Records drawn from a collection:
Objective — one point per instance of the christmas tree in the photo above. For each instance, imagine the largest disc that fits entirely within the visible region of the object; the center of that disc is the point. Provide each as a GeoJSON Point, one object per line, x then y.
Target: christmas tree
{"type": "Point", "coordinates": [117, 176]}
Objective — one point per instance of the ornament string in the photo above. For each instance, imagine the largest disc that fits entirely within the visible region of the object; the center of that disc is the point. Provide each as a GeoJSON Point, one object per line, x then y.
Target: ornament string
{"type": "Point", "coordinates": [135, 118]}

DIRECTIONS ▸ Format every line of the records above as a Markdown table with two columns, Row and Record line, skipping any blank lines.

TASK OUTPUT ▸
| Row | Record line |
|---|---|
| 1 | Objective — one point per instance of the christmas tree in the photo above. For each instance, imagine the largest disc that fits entirely within the visible region of the object; the center of that disc is the point. Provide each as a GeoJSON Point, one object per line, x then y. |
| 2 | Target: christmas tree |
| 3 | {"type": "Point", "coordinates": [117, 176]} |
| 4 | Objective — one point per instance of the ornament string in the photo above. For each instance, imagine the largest disc that fits entirely within the visible region of the object; the center of that disc is the point. Provide each as a GeoJSON Point, one object per line, x then y. |
| 5 | Target: ornament string |
| 6 | {"type": "Point", "coordinates": [135, 118]} |